Collection entries:
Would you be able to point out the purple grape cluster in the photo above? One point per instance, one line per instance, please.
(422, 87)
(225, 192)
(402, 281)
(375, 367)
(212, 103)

▶ **Problem to work on**
Reproduce the data, keeping every line exactly the same.

▶ **Result of this exercise**
Would you be able to point out the purple grape cluster in the photo above? One point per instance, one line per instance, please.
(422, 87)
(225, 192)
(402, 281)
(375, 367)
(212, 103)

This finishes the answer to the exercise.